Und es erhöht die Chancen auf eine Halbfinal-Qualifikation.
«Das ist nicht relevant. Jede WM muss zuerst gespielt werden – egal, wer dabei ist. In Lettland und Finnland wäre es sowieso undenkbar, dass die Russen und Belarussen in der aktuellen Situation dabei sind. Für den Sport ist es nicht gut. Russland ist eine grosse und wichtige Nation im Eishockey.»
Dafür konnte die Schweiz den Platz in der Euro Hockey Tour erben. Wie lautet eine erste Bilanz?
«Das ist enorm wichtig für unsere Spieler und ihre Entwicklung. Es gibt viermal im Jahr die Chance, gegen Topgegner zu spielen – nicht nur für das WM-Kader, auch für die Prospects. Es ist ein grosser Mehrwert, von dem wir auch an der WM profitieren werden. Es ist ein Glückstreffer, dass wir jetzt dabei sind, aber nicht nur. Wir mussten hart kämpfen und haben hinter den Kulissen viel gemacht. Wir sind ein verlässlicher, seriöser Partner, und die Erfolge der Vergangenheit sind wichtig. »
Wie sieht es aus, wenn Russland dereinst wieder mal zurückkommt?
«Es sieht gut aus, dass wir dabei bleiben könnten, unabhängig von Russland. Die Frage ist, ob allenfalls auf fünf Teams aufgestockt wird. Das Ziel ist, eine so gute Visitenkarte abzugeben, dass wir dabei bleiben können.»
Der Vertrag von Nationalcoach Patrick Fischer läuft in einem Jahr aus. Wie zufrieden sind Sie mit ihm?

EXTRAHIERTE EINTRÄGE >>

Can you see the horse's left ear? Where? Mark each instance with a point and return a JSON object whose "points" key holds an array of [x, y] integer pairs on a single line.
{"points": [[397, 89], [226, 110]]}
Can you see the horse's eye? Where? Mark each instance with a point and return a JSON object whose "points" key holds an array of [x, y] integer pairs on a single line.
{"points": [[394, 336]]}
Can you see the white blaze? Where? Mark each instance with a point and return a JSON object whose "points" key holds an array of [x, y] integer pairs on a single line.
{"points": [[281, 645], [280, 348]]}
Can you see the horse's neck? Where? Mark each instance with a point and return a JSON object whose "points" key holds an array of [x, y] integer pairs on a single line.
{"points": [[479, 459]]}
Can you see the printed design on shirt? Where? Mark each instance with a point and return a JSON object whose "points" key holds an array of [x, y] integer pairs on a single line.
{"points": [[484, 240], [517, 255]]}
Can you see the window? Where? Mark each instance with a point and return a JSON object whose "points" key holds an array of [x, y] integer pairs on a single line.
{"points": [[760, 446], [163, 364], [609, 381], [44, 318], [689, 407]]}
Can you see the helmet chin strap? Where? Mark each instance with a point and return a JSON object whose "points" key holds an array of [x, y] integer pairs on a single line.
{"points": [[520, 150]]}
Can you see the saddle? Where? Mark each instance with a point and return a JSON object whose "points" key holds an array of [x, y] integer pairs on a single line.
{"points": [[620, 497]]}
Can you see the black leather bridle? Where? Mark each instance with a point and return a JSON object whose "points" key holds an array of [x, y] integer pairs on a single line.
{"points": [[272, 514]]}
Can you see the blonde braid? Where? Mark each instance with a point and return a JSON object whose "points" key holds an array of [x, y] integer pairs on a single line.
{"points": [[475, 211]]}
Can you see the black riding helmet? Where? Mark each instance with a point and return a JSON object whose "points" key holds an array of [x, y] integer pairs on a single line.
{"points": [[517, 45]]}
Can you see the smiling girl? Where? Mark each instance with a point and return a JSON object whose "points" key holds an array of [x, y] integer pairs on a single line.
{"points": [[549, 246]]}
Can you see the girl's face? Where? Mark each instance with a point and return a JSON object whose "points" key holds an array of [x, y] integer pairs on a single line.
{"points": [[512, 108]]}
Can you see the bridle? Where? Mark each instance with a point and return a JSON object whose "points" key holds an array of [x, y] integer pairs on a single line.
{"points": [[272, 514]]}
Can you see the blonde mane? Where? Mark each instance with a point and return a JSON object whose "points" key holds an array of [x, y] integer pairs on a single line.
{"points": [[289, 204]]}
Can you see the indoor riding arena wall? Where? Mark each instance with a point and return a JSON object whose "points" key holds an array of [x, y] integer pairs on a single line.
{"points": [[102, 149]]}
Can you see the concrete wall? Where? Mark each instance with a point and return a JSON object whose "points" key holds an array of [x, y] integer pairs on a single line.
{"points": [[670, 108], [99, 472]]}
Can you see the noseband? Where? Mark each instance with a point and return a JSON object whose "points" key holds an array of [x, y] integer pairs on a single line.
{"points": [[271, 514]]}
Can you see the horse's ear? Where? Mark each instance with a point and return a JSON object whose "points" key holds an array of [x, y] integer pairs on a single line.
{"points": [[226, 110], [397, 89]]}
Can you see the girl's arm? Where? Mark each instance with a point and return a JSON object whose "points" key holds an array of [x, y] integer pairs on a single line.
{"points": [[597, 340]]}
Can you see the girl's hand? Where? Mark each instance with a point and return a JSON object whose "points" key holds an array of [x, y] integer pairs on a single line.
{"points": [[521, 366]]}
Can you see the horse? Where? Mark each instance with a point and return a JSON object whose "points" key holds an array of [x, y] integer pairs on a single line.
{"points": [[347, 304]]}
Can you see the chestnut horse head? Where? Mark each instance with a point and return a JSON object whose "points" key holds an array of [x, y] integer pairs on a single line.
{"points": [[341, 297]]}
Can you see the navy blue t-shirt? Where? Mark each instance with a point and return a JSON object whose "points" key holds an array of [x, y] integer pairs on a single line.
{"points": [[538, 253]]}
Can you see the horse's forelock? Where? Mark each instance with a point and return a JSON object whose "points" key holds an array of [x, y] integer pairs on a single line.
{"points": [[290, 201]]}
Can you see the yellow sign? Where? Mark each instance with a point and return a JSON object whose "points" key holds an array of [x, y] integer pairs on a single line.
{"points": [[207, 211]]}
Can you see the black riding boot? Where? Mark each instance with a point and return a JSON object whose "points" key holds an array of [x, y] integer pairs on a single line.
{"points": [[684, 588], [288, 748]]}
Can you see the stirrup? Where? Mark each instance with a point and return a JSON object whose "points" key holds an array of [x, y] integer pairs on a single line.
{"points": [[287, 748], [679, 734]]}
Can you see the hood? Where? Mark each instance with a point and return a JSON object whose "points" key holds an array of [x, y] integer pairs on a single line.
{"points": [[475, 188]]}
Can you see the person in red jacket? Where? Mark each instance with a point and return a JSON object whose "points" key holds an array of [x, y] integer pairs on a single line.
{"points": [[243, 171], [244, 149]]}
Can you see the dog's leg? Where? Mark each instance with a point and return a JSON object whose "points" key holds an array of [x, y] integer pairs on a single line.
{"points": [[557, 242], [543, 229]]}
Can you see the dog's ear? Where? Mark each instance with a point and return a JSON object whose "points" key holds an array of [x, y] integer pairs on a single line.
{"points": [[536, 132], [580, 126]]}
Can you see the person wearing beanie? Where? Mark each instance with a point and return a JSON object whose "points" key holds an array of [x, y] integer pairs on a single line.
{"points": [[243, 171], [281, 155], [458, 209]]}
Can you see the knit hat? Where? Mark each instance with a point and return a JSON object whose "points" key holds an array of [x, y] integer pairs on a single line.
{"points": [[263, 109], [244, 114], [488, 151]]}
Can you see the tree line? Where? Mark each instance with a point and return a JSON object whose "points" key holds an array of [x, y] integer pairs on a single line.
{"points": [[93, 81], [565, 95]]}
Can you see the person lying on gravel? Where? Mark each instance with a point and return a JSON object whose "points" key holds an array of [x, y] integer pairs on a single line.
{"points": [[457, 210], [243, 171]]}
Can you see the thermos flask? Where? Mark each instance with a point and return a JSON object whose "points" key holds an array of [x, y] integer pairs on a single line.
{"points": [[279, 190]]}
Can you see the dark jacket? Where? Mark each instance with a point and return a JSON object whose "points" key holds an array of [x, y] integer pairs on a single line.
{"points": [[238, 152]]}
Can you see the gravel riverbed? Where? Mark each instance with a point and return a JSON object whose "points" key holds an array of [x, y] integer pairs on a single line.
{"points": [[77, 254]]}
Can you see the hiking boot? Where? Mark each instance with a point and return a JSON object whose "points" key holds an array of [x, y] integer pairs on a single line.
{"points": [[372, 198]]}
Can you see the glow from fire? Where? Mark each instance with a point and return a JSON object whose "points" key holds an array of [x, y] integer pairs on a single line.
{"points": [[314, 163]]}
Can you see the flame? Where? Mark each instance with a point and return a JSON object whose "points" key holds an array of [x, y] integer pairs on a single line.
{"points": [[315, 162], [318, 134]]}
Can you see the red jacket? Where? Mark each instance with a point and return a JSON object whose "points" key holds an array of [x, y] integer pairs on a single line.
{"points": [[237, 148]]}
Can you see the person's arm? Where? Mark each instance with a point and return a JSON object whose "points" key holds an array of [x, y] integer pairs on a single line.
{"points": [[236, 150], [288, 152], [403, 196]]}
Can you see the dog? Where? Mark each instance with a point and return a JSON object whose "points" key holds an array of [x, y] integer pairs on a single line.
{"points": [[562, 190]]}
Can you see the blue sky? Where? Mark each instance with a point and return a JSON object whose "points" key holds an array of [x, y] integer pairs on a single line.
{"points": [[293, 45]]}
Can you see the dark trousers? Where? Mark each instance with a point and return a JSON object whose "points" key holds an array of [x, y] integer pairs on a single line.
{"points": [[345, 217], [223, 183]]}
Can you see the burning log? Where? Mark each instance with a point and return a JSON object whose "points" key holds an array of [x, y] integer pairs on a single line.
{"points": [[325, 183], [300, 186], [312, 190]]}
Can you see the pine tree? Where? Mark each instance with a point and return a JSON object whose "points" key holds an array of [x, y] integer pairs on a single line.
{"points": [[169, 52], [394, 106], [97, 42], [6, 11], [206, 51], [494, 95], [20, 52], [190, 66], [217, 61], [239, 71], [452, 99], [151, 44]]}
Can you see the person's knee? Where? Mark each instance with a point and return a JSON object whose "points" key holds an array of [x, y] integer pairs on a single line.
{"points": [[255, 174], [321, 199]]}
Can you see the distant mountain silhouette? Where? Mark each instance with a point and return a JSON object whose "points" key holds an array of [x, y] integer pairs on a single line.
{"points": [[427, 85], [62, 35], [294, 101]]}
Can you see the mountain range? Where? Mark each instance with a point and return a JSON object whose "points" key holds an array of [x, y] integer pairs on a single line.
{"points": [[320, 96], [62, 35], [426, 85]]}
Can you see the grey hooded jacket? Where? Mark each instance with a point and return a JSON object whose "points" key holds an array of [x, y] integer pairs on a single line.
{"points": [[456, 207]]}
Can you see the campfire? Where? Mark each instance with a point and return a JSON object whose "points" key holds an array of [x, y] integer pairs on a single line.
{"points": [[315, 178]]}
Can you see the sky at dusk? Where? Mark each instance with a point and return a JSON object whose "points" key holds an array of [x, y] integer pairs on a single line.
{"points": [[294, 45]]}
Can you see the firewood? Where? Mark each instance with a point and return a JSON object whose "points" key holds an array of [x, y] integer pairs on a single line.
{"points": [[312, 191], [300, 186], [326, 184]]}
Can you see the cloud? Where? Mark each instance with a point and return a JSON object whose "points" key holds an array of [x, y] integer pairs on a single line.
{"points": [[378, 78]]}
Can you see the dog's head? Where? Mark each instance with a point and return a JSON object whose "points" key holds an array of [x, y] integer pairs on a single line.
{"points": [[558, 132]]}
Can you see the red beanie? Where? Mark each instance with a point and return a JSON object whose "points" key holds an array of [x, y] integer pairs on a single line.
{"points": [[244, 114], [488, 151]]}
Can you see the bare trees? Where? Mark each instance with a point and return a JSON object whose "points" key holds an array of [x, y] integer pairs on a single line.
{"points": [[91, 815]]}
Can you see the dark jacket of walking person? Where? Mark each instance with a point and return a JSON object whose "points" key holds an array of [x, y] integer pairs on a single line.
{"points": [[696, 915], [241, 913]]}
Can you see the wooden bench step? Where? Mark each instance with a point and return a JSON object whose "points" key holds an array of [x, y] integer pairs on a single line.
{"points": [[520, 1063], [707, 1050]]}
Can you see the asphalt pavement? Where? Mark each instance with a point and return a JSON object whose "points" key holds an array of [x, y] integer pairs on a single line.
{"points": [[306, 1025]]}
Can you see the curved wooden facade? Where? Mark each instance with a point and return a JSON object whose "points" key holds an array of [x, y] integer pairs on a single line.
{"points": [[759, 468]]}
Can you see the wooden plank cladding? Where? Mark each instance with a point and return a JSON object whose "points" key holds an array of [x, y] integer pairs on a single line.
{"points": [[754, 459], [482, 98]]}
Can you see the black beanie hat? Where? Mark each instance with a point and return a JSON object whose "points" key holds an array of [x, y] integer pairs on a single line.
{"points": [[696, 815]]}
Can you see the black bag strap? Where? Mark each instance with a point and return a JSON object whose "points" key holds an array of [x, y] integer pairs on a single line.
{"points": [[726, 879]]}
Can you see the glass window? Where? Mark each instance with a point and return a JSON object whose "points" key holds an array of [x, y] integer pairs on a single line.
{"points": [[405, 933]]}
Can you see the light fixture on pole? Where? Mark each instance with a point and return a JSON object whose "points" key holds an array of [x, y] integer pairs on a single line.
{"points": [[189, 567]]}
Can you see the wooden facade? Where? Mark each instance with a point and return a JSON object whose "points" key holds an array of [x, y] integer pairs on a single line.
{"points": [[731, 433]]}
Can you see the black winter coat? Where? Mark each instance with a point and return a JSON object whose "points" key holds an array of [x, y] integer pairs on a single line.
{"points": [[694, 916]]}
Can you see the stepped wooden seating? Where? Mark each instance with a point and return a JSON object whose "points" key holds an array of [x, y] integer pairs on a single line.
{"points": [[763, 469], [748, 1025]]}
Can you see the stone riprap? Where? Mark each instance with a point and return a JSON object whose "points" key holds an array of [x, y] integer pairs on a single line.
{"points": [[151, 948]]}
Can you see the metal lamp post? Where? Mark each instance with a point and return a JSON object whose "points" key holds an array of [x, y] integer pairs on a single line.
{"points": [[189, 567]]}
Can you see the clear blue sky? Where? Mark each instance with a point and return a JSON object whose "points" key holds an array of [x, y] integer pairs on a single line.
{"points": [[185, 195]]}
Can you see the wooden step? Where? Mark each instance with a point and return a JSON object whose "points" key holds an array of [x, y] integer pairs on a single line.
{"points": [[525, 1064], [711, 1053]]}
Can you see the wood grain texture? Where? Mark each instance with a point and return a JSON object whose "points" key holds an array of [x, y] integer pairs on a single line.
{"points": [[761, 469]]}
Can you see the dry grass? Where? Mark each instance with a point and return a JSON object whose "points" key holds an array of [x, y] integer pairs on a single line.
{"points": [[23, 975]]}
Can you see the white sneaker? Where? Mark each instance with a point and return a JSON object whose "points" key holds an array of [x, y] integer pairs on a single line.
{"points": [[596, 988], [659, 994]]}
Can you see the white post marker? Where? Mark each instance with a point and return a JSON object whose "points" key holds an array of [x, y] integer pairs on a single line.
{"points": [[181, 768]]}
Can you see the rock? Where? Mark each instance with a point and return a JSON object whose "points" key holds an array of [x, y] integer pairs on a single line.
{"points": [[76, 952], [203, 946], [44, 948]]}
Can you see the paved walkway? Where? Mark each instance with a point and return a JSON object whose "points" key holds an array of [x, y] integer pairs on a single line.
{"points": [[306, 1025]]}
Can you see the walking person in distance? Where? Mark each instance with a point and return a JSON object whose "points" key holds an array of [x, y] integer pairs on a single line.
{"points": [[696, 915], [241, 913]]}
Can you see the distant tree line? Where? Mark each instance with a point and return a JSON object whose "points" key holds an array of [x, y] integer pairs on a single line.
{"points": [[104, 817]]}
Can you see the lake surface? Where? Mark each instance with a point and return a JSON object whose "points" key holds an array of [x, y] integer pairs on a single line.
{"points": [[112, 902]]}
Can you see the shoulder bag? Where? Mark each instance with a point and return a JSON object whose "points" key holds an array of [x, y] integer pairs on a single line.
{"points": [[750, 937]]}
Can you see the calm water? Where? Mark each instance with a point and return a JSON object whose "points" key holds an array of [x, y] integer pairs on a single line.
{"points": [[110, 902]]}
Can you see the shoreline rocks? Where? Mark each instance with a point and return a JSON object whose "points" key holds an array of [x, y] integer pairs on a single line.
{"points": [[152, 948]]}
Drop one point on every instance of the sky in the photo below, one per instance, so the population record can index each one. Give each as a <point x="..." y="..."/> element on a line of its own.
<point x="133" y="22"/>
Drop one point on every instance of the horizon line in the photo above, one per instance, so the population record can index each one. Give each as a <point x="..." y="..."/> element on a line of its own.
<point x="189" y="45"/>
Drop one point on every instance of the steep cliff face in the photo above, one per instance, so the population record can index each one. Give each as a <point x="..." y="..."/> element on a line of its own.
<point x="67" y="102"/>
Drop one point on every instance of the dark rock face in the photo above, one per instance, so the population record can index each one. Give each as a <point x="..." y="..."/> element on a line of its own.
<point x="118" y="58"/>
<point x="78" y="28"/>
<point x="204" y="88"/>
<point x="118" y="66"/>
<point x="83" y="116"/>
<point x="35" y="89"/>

ARBEITSFRAGEN >>
1. Schreiben Sie aus dem Interviewauszug alles von „Und es erhöht“ bis hinunter zu „eine erste Bilanz?“ wörtlich ab.
2. Wessen Vertrag läuft laut dem Interviewauszug in einem Jahr aus?
3. Führen Sie den Interviewauszug nach seiner letzten Frage weiter.

LÖSUNGEN >>
1.
Und es erhöht die Chancen auf eine Halbfinal-Qualifikation.
«Das ist nicht relevant. Jede WM muss zuerst gespielt werden – egal, wer dabei ist. In Lettland und Finnland wäre es sowieso undenkbar, dass die Russen und Belarussen in der aktuellen Situation dabei sind. Für den Sport ist es nicht gut. Russland ist eine grosse und wichtige Nation im Eishockey.»
Dafür konnte die Schweiz den Platz in der Euro Hockey Tour erben. Wie lautet eine erste Bilanz?

2. Der Vertrag von Nationalcoach Patrick Fischer.

3.
«Sehr zufrieden. Wir haben nach Peking eine profunde Analyse gemacht. Klar, wir müssten das achte Spiel gegen die USA gewinnen (den WM-Viertelfinal vor einem Jahr). Aber der Weg dahin stimmt. Wir hinterfragen uns nach jedem Turnier. Die Ziele müssen hoch sein. Die Spieler kommen nicht mehr für einen Viertelfinal. Die Arbeit des Trainers kann aber nicht nur an den Resultaten gemessen werden. Es geht auch darum, wie gearbeitet wird.»
Was macht Patrick Fischer gut, was schlecht?
(lacht) «Er ist als Coach ein ausgewiesener Fachmann. Er hat eine unglaubliche Begabung, Leute zu führen. Er hat auch die nötige Ausstrahlung, das Team zu repräsentieren, und ist ein sehr guter Botschafter.»
Er hat aber zuletzt viele K.o.-Spiele knapp verloren.
«Lustig ist, dass wir das mit ihm gar nicht thematisieren müssen. Er fragt sich immer gleich selber, was er besser machen kann. Wir analysieren sehr lösungsorientiert. Die Geschichte hat sich nach aussen wiederholt, aber die Fakten sind komplett andere. Wir sind noch immer eine kleine Nation, aber wir haben Lösungsansätze, wie wir diesen Schritt machen wollen. Daran arbeiten wir täglich. Patrick ist ein ‘student of the game’ mit viel Eigeninitiative. Er war noch nie einer, den man anzutreiben braucht.»
Warum sind wir eine kleine Nation? Finnland hat weniger Einwohner, aber mehr Hockeyspieler. Warum ist das so?
«Das hat verschiedene Gründe. Finnland hat eine Hockeykultur, rein geografisch, vom Klima her. Wir sind kulturell breiter aufgestellt, nicht nur im Sport. Wir sind zwar eine Hockeynation, aber wir sind auch erfolgreich im Fussball, Tennis, Ski, Segeln. Das hat Finnland nicht. Da spielt jeder, der ein Hobby anfängt, Eishockey. Daran müssen wir noch arbeiten, Eishockey einer noch breiteren Bevölkerung näherzubringen.»
Mit Biel oder Servette wird es einen neuen Playoff-Meister geben. Ihre Einschätzung?
«Das freut mich aus zwei Gründen. Erstens die Geografie. Neues belebt das Geschäft. Einen Meister aus der Westschweiz zu haben, ist wichtig. Und es zeigt, dass die Qualifikation nicht für nichts ist. Die Euphorie, die in diesen Städten entstanden ist, ist positiv. Ich freue mich sehr auf diese Serie.»
Es ist das Ende der ersten Saison nach Corona. Sind Sie überrascht, dass das Schweizer Hockey die Pandemie so gut überstanden hat?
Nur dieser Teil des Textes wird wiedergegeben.